__Verilen metin__.
((

Hiçbir toplumsal değerin de kalmadığını söyleyen Andok, “İşte PKK tam da bu noktada insanların, toplumların, halkların doğasının bir olduğunu, eşitlikçi ve adil olduğunu savunuyor ve söylüyor. Toplumların ve halkların bundan önemli ölçüde de egemenler yüzünden koptuğunu söylemektedir. Birlikte yaşamanın yolu kendi özüne dönme, kendin olma, demokratik, eşitlikçi, kendi ne ise başkaları için de bunu isteyebilme ile olur. Buna da egemenler izin vermeyeceği içinde egemenlere karşı mücadele vermedir. Dolayısıyla bu mevcut olan Türk faşizmi iktidarda olduğu müddetçe Kürtler ile Türklerin sağlıklı bir biçimde bir araya gelmesi mümkün değildir. Çünkü bu iktidar faşizm pompalıyor. Normal bir köylü insanına bakıyorsun Kürtleri yemek için adeta ağzından kan damlıyor. Profesör, esnaf, öğretmen, basıncısına bakıyorsun bu öyledir. Peki, nasıl yaşanacak bu biçimde. Onurundan ve gururundan vazgeçmesen, ruhunu teslim etmesen bunlarla yaşamazsın. Kendisini her şeyin merkezine koyan insanla nasıl yaşanır. Bu ortaya çıkan normal var olmanın refleksleridir. Türk toplumu Kürtlerin kendileri ile yaşayabilecekleri bir halk olduklarını ispat etmeye ihtiyaçları var. Faşizm bütün toplumu aldı götürdü demiyoruz. Buna karşı mücadele eden, savaşan, şu anda bile saflarda olup sonuna kadar mücadele yürütüp şehit düşen insanlarda var” diye konuştu.
‘Türkiye’de halklara uygulanan faşizm çeşitlidir’
Şu anda Türk toplumu üzerinde 3 çeşit faşizm uygulandığını da vurgulayan Andok bunları da şöyle sıraladı: “Birincisi MHP’nin temsil etmiş olduğu kara faşizm. Kafa tasçı olan faşizm. Örnek Osman Durmuş diye MHP’nin eski sağlık bakanı vardı. Kan ihtiyacı olduğu için Yunanistan’dan kan aktarımı yapılmak istendi. O zaman ‘Türk kanına yabancı kanı bulaştırmam’ dedi. Kan halis, muhlis Türk kanı olacak, kafatası Türk kafatası olacak. Kafatasçı bir zihniyet üzerinden Türk toplumu üzerine aşılanıyor.

))

__Satır listesi__.
((

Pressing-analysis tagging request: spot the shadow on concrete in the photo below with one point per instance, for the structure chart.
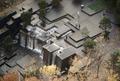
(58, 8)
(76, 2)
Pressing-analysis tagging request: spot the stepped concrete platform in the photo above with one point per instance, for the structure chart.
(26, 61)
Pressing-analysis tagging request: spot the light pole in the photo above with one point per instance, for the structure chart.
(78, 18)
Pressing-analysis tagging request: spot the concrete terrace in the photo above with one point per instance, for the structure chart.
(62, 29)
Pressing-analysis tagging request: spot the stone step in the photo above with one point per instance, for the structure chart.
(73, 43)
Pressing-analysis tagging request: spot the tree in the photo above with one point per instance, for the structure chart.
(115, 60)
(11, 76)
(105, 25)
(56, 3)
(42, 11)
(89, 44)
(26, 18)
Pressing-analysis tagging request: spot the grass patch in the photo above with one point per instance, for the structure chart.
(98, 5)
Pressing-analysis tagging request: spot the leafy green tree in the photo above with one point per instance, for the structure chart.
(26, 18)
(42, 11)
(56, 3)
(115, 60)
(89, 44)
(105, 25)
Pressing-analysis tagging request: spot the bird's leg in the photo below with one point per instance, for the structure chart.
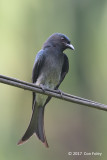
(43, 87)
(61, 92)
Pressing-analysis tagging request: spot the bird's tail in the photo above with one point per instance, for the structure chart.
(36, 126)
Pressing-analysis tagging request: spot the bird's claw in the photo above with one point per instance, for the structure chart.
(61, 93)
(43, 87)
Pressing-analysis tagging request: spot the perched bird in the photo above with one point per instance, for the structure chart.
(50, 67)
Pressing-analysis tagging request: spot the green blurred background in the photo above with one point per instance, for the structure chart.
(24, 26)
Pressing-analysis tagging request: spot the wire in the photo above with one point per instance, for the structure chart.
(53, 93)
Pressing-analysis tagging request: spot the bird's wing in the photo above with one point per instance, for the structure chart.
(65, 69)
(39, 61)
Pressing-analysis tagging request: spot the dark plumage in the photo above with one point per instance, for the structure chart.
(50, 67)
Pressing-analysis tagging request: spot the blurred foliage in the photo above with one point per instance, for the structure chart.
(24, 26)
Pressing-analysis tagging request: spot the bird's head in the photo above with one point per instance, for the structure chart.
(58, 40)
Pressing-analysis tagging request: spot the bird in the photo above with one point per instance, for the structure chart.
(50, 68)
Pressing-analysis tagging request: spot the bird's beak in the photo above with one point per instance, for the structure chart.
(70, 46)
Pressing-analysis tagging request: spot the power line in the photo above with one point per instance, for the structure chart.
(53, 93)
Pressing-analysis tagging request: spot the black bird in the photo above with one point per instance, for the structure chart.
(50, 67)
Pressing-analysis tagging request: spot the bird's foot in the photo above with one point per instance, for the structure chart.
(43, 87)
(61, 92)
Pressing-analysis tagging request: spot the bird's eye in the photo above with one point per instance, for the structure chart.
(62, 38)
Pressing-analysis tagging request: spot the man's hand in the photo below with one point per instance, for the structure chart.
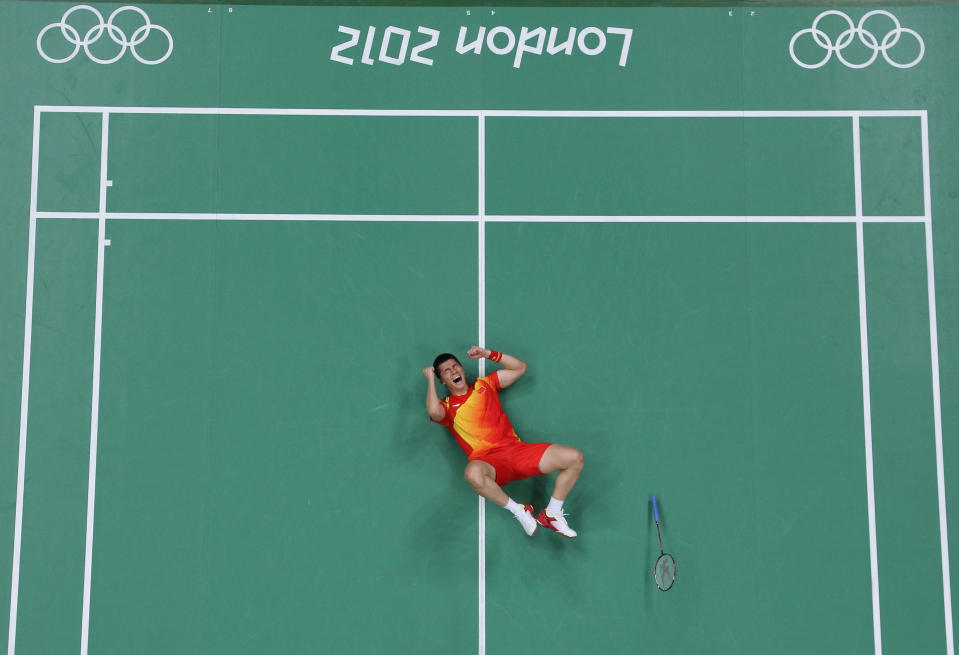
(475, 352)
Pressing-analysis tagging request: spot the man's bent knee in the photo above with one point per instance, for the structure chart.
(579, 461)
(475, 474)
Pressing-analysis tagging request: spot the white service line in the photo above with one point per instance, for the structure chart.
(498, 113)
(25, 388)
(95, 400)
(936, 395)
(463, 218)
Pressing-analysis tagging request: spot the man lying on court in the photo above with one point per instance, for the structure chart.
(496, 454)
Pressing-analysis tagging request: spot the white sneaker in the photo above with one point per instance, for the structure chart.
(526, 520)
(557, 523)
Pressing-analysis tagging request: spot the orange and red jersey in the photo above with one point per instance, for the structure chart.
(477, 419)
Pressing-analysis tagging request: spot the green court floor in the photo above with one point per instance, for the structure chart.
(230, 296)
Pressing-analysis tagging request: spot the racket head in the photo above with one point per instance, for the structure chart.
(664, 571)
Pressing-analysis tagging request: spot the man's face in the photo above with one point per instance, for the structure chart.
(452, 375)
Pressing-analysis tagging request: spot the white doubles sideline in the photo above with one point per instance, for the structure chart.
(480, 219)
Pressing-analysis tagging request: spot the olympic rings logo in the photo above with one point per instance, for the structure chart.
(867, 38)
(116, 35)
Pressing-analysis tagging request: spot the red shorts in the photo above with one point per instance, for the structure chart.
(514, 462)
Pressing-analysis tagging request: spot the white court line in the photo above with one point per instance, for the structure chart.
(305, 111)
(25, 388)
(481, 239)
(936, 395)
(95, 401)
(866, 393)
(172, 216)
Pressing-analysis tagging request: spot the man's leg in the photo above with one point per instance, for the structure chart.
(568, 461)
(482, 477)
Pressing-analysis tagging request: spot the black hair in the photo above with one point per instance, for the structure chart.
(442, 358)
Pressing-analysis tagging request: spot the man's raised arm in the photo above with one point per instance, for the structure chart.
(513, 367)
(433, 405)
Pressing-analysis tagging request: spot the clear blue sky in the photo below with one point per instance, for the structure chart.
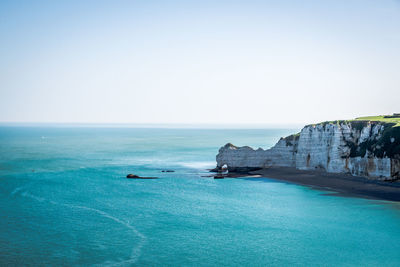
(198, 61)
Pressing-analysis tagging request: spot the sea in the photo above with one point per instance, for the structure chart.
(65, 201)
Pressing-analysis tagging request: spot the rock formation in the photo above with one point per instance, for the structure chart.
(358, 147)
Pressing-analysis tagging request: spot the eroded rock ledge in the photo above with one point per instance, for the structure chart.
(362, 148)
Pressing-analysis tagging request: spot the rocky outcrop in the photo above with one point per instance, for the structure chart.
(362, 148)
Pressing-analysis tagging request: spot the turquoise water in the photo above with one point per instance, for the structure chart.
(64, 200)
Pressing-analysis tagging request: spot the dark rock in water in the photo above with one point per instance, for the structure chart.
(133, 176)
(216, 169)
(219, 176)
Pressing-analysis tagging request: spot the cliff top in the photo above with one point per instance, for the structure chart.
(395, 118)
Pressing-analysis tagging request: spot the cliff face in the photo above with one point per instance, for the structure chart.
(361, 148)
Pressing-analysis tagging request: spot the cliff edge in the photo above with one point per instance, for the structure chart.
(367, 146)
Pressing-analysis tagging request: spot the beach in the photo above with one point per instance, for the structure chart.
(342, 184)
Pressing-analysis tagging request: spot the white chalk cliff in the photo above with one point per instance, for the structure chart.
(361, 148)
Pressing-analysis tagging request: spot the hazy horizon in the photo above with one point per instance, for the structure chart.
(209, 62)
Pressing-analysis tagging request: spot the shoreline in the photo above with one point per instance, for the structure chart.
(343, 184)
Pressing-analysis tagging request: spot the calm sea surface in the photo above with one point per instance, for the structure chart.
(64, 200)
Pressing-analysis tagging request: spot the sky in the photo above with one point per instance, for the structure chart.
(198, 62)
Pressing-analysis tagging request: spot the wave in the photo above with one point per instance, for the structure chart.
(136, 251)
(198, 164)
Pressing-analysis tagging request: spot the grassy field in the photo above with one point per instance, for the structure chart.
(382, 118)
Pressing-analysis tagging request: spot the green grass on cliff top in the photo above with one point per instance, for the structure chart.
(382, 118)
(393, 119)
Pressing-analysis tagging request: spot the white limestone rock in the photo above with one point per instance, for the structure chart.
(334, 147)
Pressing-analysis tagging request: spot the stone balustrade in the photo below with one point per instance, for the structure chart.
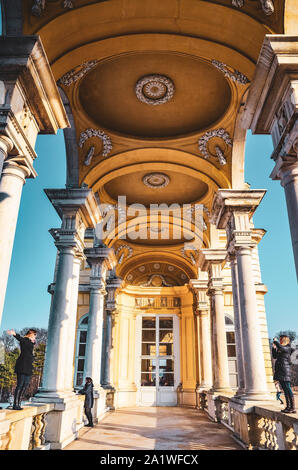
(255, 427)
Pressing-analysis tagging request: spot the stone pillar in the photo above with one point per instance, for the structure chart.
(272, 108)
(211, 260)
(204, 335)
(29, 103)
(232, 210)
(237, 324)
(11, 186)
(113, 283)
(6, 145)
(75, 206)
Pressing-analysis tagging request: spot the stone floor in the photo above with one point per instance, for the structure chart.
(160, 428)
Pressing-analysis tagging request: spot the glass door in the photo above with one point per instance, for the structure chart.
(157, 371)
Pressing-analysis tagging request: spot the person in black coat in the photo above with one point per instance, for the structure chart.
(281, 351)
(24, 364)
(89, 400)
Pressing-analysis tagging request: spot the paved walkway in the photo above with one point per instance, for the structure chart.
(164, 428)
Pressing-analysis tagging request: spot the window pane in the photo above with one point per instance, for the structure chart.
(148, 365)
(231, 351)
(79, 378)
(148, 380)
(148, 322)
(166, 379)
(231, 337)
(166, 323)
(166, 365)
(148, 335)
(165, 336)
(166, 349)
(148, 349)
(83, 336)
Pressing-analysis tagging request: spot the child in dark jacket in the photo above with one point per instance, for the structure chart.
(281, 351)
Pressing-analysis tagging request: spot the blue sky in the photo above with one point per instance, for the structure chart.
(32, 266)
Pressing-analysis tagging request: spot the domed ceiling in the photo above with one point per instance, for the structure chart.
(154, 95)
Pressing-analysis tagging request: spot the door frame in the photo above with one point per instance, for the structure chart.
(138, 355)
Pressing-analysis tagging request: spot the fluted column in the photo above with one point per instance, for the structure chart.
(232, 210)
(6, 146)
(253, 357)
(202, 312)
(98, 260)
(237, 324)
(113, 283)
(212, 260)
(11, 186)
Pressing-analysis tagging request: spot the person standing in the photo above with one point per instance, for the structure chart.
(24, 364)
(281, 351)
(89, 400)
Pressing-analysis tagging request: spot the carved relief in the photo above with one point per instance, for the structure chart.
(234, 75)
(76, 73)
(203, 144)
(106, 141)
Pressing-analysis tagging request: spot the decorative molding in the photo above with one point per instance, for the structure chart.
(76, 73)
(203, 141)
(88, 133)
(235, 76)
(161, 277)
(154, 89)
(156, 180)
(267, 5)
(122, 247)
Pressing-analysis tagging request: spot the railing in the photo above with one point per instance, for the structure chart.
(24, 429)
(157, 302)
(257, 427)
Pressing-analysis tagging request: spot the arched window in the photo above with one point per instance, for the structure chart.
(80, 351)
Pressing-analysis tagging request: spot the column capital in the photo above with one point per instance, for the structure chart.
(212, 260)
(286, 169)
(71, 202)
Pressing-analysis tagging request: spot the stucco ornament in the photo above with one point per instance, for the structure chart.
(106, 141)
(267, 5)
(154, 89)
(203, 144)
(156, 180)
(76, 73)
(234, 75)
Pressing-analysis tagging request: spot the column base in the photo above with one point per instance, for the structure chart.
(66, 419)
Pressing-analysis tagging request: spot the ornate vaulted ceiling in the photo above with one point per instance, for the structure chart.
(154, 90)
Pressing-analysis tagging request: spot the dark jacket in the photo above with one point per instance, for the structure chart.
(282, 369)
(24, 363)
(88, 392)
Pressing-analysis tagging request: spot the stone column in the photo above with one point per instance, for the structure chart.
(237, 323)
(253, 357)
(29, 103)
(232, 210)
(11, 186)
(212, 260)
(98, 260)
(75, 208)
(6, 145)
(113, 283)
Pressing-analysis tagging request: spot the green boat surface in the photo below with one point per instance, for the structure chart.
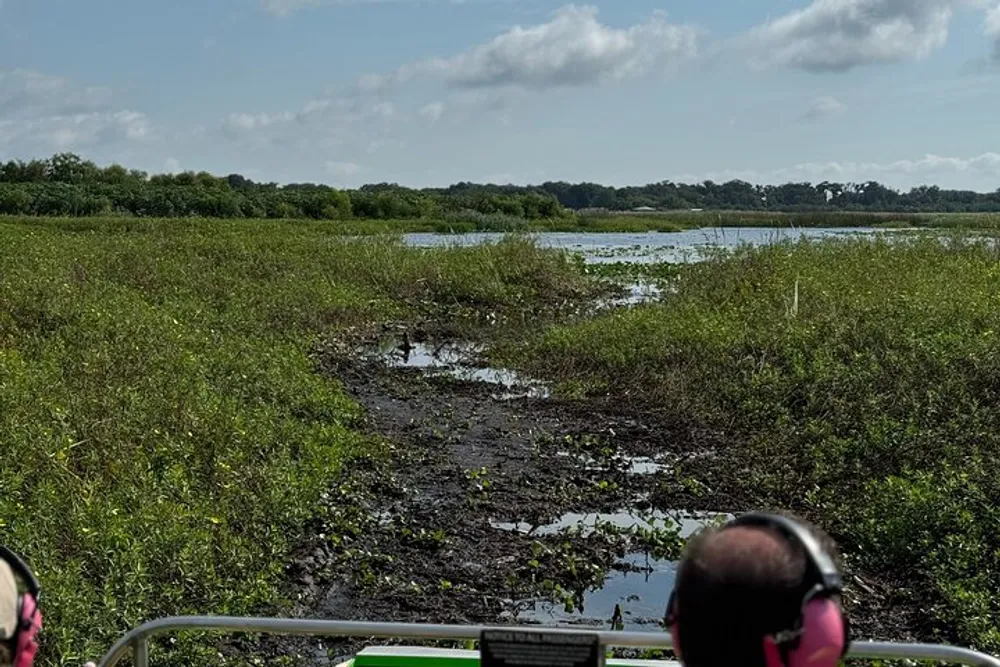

))

__Verilen görev 1__.
Verilen metne göre Andok, kara faşizme örnek olarak MHP'nin hangi eski sağlık bakanını gösteriyor?
__Verilen görev 2__.
Türkiye'deki faşizm çeşitlerini anlatan verilen metni son cümlesinin ardından sürdürün.

__Nihai sonuç 1__.
Osman Durmuş.

__Nihai sonuç 2__.
İkincisi ise beyaz faşizmdir. Bu da Türk olmadığı halde Türklük yapanlardır. Özellikle de ittihat-ı terakki ve biraz farklı nüanslarda cumhuriyetin kuruluş sürecinde icat olmuş olan bir Türklük. Cumhuriyeti ulus devletçi bir mantıkla, Kürtlere ve bütün topluluklara, halklara soykırımı esas alan bir mantık. Bunun yürütücüsü olan Türklük beyaz Türklüktür, beyaz faşizmdir. Bunun da yürütücülüğünü sözde sosyal demokrat olan CHP yapmaktadır. CHP’nin şu anki Kürtlere yaklaşımı baştan aşağı faşizmdir. Bu da bir faşizm biçimidir.
Bu ikisi yeterince sonuç alamayınca bu seferde yerine yeşil faşizm uygulandı. AKP’nin de temsil etmiş olduğu Türklüğü ve dinciliği, Müslümanlığı (Müslümanlıkla hiçbir alakası olmadığı açık) bir kamuflaj aracı olarak kullanıyor. Türkçülüğü din gibi çok güçlü bir geleneğin istismarı ile ortaya çıkacak olan gücüde arkasına alarak, bu defa da yeşil faşizm Türk toplumuna pompalanan bir Türklük var.”
‘Türkiye’deki halkların esas görevi, halklara uygulanan faşizmden kurtulmaktır’
Faşizmin böyle devam etmesi durumunda Efrîn’e atılan bombaların benzeri ve daha soyutlarının toplumun ruhuna, düşüncesine, psikolojisine ve hatta fiziğine atıldığını belirtti.
Türk toplumunun müthiş bir faşizm bombardımanına tabi tutulduğunu da hatırlatan Andok, “Şu anda yapılan Efrîn saldırıları da bu gerçeklikten cesaret alıyor. Bundan dolayı toplum bugün bunları izlemektedir. Türk toplumu tepeden tırnağa böyledir demiyoruz ama mevcut olan Türk toplumunun bu faşizmlerden kurtulması gerekiyor. Çünkü her üç faşizmi uygulayan üç parti şu anda seçimlerde en çok oy alan partilerdir. Faşizmlerden kurulu olan mevcut Türklüğün ‘Türk toplumunu kırıma uğratma gibi bir başarısı var’. Faşistler için bir başarı toplum açısından da giderilmesi gereken çok büyük bir görevdir.”